» **Gösterilen Metin**
···

13
Şub

Şimdi Hesaplaşma Zamanı

1) 12 Şubat Pazar günü, Emekçi Hareket Partisi olarak, Kahramanmaraş depremleriyle binlerce cana mal olan rant düzenine karşı düzenlediğimiz basın açıklamasına polis saldırdı.

Parti üyelerimiz darp edilerek gözaltına alınmaya çalışılırken, acil müdahale gerektiren deprem bölgesine günlerce uğramayan siyasi iktidarın, yüzlerce polis ve araçlarla nasıl da hızla koordine olduğunu gören halkımız öfkelenmiş ve tepki göstermiştir. 

2) Deprem bölgesindeki rant ve talan siyasetinin diktiği zayıf binalar, afet sonrası iktidar ve bürokrasisinin becereksizliği, dakikaların önemi ortadayken kesilen internet erişimleri yüzünden resmi rakamlarla 30.000’den fazla insanımızı yitirdik. Yüz binlerce yurttaş yaralı ve hala iyileşmek için ihtiyacı olan kamu hizmetlerine dahi erişimden uzak. 

Tüm bunlar olurken, kameraların karşısına geçen siyasi iktidar, sarayından bizlere parmak sallamaktan geri durmadı. Yardım isteyenleri, eksikleri duyuranları, yakınlarını kurtarmak için çırpınanları düşman görüp, kara bir defter tuttuklarını ve “günü gelince” bu defteri açacaklarını söyledi. 

3) Emekçi Hareket Partisi heyeti olarak deprem bölgesindeyken; afette canlarını, yuvalarını, topraklarını yitiren halkın öfkesi, seslerini duyurma çabası engellenmeye, sesleri kısılmaya çalışıyordu. İnsanlar bir yandan enkazlardan canlarını, sevdiklerini kurtarmaya çalışırken; iktidar OHAL ilan ediyor, delil karartmaya çalışıyor, linçlere göz yumuyordu. Emekçi Hareket Partisi İstanbul İl Örgütü olarak genel başkanımız Hakan Öztürk ile bu acının kader değil, siyasi bir tercih olduğunu, İstanbul Depremi kapıdayken derhal bu rant siyasetinin ve talancı sermayenin gönderilmesi gerektiğini ifade etmek için bir araya gelmişken “Kaymakamlık Emri” adlı bir ucube tarafından anayasal hakkımız olan ifade özgürlüğümüze saldırıldı.

···

» **Verilen Bilgiler**
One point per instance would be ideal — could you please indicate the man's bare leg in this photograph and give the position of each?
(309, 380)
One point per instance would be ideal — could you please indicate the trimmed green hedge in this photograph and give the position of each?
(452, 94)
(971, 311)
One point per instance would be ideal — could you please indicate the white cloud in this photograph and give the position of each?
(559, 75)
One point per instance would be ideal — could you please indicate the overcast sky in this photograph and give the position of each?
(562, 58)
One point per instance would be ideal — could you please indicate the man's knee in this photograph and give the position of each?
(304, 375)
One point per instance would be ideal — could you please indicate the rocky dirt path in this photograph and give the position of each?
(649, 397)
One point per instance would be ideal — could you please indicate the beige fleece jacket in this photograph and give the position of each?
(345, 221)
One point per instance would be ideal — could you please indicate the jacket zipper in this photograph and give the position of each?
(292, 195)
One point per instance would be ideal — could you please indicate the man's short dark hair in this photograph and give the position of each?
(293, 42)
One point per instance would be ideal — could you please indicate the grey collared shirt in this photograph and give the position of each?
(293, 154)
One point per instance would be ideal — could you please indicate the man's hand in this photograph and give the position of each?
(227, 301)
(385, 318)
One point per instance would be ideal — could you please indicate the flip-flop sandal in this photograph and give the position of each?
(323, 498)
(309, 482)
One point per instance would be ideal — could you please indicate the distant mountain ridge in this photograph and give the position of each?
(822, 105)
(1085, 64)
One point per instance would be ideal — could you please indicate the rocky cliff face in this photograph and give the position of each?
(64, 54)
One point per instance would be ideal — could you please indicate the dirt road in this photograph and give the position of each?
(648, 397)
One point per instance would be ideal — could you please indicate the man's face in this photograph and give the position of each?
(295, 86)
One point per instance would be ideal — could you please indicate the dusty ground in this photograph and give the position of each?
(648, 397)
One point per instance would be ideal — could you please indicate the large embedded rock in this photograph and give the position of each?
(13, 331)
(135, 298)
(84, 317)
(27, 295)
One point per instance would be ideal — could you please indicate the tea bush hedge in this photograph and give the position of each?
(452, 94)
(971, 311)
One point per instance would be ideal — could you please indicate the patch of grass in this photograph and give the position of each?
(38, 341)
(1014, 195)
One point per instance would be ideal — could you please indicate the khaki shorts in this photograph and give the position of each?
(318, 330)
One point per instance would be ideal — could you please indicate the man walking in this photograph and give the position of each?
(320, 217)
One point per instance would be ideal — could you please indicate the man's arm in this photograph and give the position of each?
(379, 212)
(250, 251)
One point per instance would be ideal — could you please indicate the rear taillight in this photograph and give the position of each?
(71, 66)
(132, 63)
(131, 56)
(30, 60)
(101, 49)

···

» **Görevler**
#1 Deprem açıklamasına göre resmi rakamlarla kaç insan yitirildi?
#2 Deprem açıklamasını son cümlesinden sonrasıyla devam ettirin.

» **Sonuçlar**
#1 Resmi rakamlarla 30.000’den fazla insan yitirildi.

#2
Kağıt gibi binalar yapan müteahhitler, buna izin veren bürokratlar, imar affı çıkaran siyasilerin yaptıklarının yanlarına kâr kalmasını istemeyen halkımızın, yaptığımız basın açıklamasını gerek alanda gerek de sosyal medyada olumlu tepkilerle sahiplenmesi siyasi iktidarın yaratmak istediği korku rejiminin de enkaz altında kaldığı yönünde ümit vericidir.

4) “Şimdi siyaset zamanı mı? Acılar dinsin sonra hesabı sorulsun" şeklinde soranlar da oluyor. Bu yorumları yapan arkadaşlarımızın iyi niyetli davranmaya çalıştıkları bir gerçektir. Fakat bu acı, hepimizin acısı. Bize bunu kimin, neden yaşattığını görüp göstermekte geç kalınmamalı. Acı çekenlerin, feryat edenlerin meydanlarda sesi olmak da bizim görevimiz. Rant, talan, beceriksizlik ve kötü niyet yüzünden binlerce kaybımız varken, İstanbul Depremi kapıdayken yaşananların örtbas edilmesine, üstünün kapatılmasına izin verilemez.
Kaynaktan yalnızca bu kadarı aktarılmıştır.